# [ИСХОДНЫЕ ДАННЫЕ]
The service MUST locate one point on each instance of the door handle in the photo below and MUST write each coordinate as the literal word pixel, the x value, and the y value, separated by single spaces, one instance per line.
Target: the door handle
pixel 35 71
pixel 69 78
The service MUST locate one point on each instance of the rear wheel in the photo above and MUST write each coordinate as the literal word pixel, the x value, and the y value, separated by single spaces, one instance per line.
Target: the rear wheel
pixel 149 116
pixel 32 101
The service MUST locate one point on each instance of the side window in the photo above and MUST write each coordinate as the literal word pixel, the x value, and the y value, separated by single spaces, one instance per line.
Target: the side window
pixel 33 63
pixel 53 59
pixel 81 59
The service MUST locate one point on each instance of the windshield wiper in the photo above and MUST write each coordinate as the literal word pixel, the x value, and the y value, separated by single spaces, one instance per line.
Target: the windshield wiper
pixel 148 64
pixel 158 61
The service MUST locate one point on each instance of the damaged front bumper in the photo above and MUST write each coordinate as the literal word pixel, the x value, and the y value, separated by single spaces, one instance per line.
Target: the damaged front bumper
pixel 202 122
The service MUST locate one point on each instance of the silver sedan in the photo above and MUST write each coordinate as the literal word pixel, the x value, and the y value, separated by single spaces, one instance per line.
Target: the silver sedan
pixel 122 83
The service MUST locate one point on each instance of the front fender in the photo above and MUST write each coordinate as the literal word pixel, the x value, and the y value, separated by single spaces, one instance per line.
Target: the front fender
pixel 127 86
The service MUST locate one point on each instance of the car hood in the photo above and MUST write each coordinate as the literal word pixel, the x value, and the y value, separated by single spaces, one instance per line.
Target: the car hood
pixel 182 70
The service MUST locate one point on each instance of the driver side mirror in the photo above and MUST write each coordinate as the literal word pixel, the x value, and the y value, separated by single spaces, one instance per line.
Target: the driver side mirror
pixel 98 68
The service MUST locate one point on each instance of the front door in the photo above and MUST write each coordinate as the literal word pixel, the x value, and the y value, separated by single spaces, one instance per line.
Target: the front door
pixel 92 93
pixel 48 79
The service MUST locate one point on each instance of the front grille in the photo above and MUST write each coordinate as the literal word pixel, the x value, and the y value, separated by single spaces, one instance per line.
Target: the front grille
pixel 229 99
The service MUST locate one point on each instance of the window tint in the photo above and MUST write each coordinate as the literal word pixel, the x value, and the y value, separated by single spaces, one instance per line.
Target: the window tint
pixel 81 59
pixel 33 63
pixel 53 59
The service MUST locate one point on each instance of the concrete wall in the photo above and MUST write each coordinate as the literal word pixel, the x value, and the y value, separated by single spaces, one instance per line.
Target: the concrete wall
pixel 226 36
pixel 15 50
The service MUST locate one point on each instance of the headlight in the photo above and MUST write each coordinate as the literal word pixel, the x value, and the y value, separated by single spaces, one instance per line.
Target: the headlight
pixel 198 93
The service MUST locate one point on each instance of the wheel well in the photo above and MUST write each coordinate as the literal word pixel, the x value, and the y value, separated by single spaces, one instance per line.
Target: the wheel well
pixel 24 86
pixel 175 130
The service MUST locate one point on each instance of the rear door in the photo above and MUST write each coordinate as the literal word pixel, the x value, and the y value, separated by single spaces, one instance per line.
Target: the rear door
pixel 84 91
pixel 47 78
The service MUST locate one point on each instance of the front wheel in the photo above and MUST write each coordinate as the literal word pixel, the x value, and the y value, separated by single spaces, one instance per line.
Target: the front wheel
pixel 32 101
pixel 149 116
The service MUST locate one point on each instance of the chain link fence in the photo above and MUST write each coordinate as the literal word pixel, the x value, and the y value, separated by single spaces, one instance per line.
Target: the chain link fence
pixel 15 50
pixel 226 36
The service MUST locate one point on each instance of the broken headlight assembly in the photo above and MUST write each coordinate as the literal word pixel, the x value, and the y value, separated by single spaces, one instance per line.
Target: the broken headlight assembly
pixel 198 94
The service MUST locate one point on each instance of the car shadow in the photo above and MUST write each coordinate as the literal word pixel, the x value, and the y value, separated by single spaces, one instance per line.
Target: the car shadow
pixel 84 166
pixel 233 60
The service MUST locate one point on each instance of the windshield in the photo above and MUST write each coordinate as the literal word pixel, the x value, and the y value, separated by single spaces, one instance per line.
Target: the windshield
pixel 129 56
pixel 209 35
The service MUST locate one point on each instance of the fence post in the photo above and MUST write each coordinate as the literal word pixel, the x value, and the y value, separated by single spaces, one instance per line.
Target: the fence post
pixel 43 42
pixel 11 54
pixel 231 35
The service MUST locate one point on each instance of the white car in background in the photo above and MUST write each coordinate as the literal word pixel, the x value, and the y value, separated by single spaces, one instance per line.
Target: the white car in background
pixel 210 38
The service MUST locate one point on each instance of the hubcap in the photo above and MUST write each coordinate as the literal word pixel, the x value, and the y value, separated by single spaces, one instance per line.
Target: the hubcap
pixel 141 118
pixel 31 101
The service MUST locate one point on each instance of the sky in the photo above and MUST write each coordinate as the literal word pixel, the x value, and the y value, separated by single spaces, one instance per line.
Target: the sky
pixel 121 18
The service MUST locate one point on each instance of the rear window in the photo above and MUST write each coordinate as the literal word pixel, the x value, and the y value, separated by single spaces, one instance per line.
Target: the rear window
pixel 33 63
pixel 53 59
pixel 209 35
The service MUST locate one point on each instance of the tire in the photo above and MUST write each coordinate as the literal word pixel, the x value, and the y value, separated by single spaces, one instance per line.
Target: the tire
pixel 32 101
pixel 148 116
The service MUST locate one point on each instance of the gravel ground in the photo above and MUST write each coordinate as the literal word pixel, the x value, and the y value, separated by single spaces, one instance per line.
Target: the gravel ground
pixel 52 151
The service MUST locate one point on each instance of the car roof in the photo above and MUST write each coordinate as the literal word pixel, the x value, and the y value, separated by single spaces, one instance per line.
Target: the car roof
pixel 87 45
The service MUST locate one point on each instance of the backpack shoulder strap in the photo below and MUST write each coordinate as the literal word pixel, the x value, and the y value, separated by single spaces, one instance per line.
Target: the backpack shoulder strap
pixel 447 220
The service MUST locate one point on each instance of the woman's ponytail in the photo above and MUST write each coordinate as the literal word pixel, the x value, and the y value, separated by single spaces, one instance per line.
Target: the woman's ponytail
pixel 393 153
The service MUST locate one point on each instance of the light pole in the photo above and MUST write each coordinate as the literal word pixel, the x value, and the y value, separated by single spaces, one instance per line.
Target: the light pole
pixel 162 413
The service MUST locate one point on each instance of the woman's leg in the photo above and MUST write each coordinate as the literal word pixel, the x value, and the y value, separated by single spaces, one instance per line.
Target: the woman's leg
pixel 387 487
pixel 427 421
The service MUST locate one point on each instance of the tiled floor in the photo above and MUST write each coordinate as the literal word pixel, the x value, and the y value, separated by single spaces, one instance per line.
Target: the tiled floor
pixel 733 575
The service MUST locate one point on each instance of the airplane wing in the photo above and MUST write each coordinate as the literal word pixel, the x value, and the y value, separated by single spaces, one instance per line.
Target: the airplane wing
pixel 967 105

# [ЗАДАНИЕ]
Перепишите все данные выше, заменив «Target» на «Object». Всё остальное оставьте без изменений.

# [РЕШЕНИЕ ЗАДАНИЯ]
The service MUST locate one point on each instance of the door handle in the photo below and MUST write each coordinate as the literal word pixel, the x value, and the y value, separated by single spaces, one instance per line.
Object: the door handle
pixel 35 71
pixel 69 78
The service MUST locate one point on each instance of the rear wheel in the photo above and MUST write each coordinate as the literal word pixel, the x value, and the y value, separated by single spaces, one instance per line.
Object: the rear wheel
pixel 149 116
pixel 32 101
The service MUST locate one point on each instance of the side window in the photo above and MUST write each coordinate as the literal word pixel, the x value, and the y value, separated by single spaces, one instance per line.
Object: the side window
pixel 33 63
pixel 53 59
pixel 81 59
The service MUST locate one point on each instance of the windshield wiper in the photo above and MUST write each coordinate as the literal word pixel, the x value, and the y value, separated by single spaces, one instance per line.
Object: the windshield wiper
pixel 148 64
pixel 158 61
The service MUST locate one point on each instance of the damaged front bumper in the photo above and MUST write each coordinate as the literal word pixel, the x value, and the y value, separated by single spaces, one instance per line.
Object: the damaged front bumper
pixel 202 122
The service MUST locate one point on each instance of the silver sedan in the photo above and MUST write each coordinate as the literal word pixel, the x value, and the y value, separated by single spaces, one instance per line.
Object: the silver sedan
pixel 122 83
The service MUST locate one point on each instance of the front fender in the photo above and MUST write each coordinate as the literal word pixel, the x value, and the y value, separated by single spaces, one instance per line.
Object: the front fender
pixel 127 86
The service MUST locate one point on each instance of the car hood in the photo above and MUST write each coordinate as the literal word pixel, the x value, and the y value, separated by single spaces, one instance per line.
Object: the car hood
pixel 182 70
The service MUST locate one point on each instance of the driver side mirror in the photo above and MUST write each coordinate as the literal word pixel, the x value, and the y value, separated by single spaces, one instance per line.
Object: the driver side mirror
pixel 98 68
The service MUST locate one point on each instance of the front door in the photo above and MUST write each coordinate as the literal word pixel, the x value, and the y value, separated by single spaces, one instance per line.
Object: the front door
pixel 92 93
pixel 48 79
The service MUST locate one point on each instance of the front grille in the photo above and MUST write each coordinate as the literal word pixel, the x value, and the y value, separated by single spaces, one instance per line.
Object: the front grille
pixel 229 99
The service MUST locate one point on each instance of the window tint in the photo above and MUST write each coordinate as the literal word pixel, the x value, and the y value, separated by single spaces, one instance per line.
Object: the window tint
pixel 81 59
pixel 33 63
pixel 53 59
The service MUST locate one point on each instance of the concrete wall in the photo above and MUST write each coordinate as the literal word pixel, the x value, and the y value, separated by single spaces, one instance per line.
Object: the concrete wall
pixel 226 36
pixel 15 50
The service MUST locate one point on each instance of the headlight in the photo above and MUST write each coordinate as the literal word pixel, the x value, and the y value, separated by single spaces, one instance per line.
Object: the headlight
pixel 198 93
The service MUST locate one point on each instance of the wheel well in the photo above and MUST write each coordinate as the literal word pixel, the x value, and the y value, separated by single spaces, one instance per line.
Object: the wheel well
pixel 24 86
pixel 175 130
The service MUST locate one point on each instance of the rear door in the photo above and MUST write each coordinate as the literal word pixel, the x value, and the y value, separated by single spaces, one instance per line.
Object: the rear door
pixel 84 91
pixel 47 78
The service MUST locate one point on each instance of the front wheel in the photo above and MUST write each coordinate as the literal word pixel, the x value, and the y value, separated by single spaces, one instance per line.
Object: the front wheel
pixel 32 101
pixel 149 116
The service MUST locate one point on each instance of the chain link fence in the photo above and MUST write each coordinate as the literal word pixel, the x value, and the y value, separated by single spaces, one instance per line.
Object: the chain link fence
pixel 15 50
pixel 226 36
The service MUST locate one point on each instance of the broken headlight assembly in the photo above and MUST write each coordinate as the literal word pixel, the x value, and the y value, separated by single spaces, one instance per line.
Object: the broken headlight assembly
pixel 198 94
The service MUST locate one point on each instance of the car shadow in the photo above and MUST write each coordinate as the literal word pixel, the x value, and the y value, separated by single spaces, one instance per line.
Object: the car shadow
pixel 84 166
pixel 233 60
The service MUST locate one point on each instance of the windshield in the photo above and MUST write each coordinate as the literal word pixel, the x value, and the y value, separated by single spaces, one instance per line.
Object: the windshield
pixel 129 56
pixel 209 35
The service MUST locate one point on each instance of the fence post in the photo above and MUST write each coordinate as the literal word pixel, the x value, and the y value, separated by single spaces, one instance per line.
Object: the fence post
pixel 43 42
pixel 11 54
pixel 231 35
The service MUST locate one point on each instance of the white car in background in the photo above and MUST write each coordinate as the literal word pixel, the x value, and the y value, separated by single spaces, one instance per line.
Object: the white car in background
pixel 210 38
The service MUST locate one point on each instance of the hubcap in the photo above and MUST write each coordinate as the literal word pixel, the x value, and the y value, separated by single spaces, one instance per line.
Object: the hubcap
pixel 141 118
pixel 31 101
The service MUST locate one point on each instance of the sky in the photo above and MUST write each coordinate as the literal word pixel, the x value, and the y value, separated by single spaces, one instance per line.
Object: the sky
pixel 121 18
The service MUST locate one point on each instance of the rear window in the photo above and MUST write each coordinate as the literal word pixel, the x value, and the y value, separated by single spaces, one instance per line.
Object: the rear window
pixel 33 63
pixel 53 59
pixel 209 35
The service MUST locate one point on each instance of the tire in the photo above and MUST write each coordinate as the literal word pixel, the x value, and the y value, separated by single spaces, one instance per line.
Object: the tire
pixel 32 101
pixel 148 116
The service MUST locate one point on each instance of the gravel ground in the photo above and MUST write each coordinate as the literal word pixel, the x value, and the y value, separated by single spaces, one instance per line.
Object: the gravel ground
pixel 52 151
The service MUST locate one point on each instance of the car roof in the photo above and MUST write each coordinate as the literal word pixel, the x value, and the y value, separated by single spaces, one instance per line.
Object: the car roof
pixel 87 45
The service MUST locate one point on each instance of the backpack shoulder strap in the photo below and MUST write each coordinate as the literal word pixel, the x value, and the y value, separated by single spaces, one instance per line.
Object: the backpack shoulder strap
pixel 447 220
The service MUST locate one point on each instance of the woman's ponytail in the photo above and MUST write each coordinate as the literal word pixel, the x value, and the y value, separated by single spaces, one instance per line.
Object: the woman's ponytail
pixel 393 153
The service MUST locate one point on each instance of the light pole in the photo above and MUST write each coordinate as the literal word pixel, the x value, and the y value, separated by single spaces, one instance per line.
Object: the light pole
pixel 162 413
The service MUST locate one point on each instance of the woman's leg in the photo above and MUST write each coordinate as the literal word pixel, the x value, and the y value, separated by single spaces, one instance per line.
Object: the woman's leg
pixel 387 487
pixel 427 421
The service MUST locate one point on each instance of the tiled floor in the photo above and MUST write each coordinate as the literal word pixel, the x value, and the y value, separated by single spaces, one instance per line.
Object: the tiled floor
pixel 733 575
The service MUST locate one point on each instance of the airplane wing in the photo above and MUST write each coordinate as the literal word pixel, the x value, and the y value, separated by single spaces, one instance per line.
Object: the airplane wing
pixel 967 105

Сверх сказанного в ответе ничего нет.